▶ **Task instructions**:
Could you restate exactly the lines that begin at the line with "If you could mark the dog's chest" and end at the final line of the data?

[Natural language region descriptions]
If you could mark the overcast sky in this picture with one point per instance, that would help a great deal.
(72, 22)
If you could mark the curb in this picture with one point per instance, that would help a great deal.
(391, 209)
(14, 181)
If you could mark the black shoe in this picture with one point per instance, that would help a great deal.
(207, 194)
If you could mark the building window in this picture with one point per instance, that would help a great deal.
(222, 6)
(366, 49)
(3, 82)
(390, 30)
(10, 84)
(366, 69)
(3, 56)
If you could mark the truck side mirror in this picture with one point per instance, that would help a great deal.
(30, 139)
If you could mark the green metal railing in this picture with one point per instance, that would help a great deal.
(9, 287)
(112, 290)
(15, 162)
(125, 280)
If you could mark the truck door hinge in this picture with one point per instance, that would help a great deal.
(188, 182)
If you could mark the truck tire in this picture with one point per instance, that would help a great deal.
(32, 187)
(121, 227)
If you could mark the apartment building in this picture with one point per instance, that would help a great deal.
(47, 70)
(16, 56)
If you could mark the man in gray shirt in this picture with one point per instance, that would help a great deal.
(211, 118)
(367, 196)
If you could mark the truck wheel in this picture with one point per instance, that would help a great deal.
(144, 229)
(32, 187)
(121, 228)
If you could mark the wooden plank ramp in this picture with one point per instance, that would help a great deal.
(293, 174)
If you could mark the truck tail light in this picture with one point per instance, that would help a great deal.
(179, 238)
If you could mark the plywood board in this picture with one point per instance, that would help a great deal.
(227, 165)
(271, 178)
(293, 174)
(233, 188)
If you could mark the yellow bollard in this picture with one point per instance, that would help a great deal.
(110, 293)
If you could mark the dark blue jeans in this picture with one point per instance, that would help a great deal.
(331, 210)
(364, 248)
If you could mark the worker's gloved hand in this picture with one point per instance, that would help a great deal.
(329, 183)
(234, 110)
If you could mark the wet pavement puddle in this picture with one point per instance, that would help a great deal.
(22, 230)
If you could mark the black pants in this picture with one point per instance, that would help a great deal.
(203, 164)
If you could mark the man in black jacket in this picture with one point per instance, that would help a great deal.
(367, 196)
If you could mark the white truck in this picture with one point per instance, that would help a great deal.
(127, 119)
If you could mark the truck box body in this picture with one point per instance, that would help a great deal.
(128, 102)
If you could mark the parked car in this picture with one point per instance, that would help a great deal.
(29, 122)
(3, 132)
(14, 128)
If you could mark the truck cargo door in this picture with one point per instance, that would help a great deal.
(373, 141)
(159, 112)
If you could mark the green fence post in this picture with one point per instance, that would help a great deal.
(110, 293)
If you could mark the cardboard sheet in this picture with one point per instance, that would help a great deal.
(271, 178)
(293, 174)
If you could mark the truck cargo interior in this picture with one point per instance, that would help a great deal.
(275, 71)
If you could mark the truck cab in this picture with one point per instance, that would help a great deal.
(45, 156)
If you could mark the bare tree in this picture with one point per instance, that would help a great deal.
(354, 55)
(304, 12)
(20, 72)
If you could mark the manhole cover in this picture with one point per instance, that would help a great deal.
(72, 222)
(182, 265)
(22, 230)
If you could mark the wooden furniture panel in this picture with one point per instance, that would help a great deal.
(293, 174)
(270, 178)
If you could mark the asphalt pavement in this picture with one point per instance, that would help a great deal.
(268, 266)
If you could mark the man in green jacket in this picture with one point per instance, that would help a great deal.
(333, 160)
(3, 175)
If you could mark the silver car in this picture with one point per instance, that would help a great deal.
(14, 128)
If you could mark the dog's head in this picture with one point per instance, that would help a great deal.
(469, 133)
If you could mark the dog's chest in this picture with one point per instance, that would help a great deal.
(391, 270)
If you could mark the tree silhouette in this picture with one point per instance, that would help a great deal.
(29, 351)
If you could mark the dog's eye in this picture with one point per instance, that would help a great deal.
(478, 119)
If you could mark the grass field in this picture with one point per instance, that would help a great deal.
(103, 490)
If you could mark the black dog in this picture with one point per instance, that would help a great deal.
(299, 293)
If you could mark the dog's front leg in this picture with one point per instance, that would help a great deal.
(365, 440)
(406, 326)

▶ **Response to the task**:
If you could mark the dog's chest in this picture with one point per instance, that would help a great deal.
(391, 270)
If you could mark the tree silhouette in this picture with one point per instance, that would help a great deal.
(29, 351)
If you could mark the dog's eye in this picture with one point per instance, that would help a great deal.
(478, 119)
If you could mark the grass field in this picture with one point per instance, that would help a great deal.
(103, 490)
If you could mark the black dog in this picture with one point per instance, that would help a great deal.
(299, 293)
If you could mark the dog's front leg in this picture with one point per instance, that would help a great deal.
(365, 440)
(406, 326)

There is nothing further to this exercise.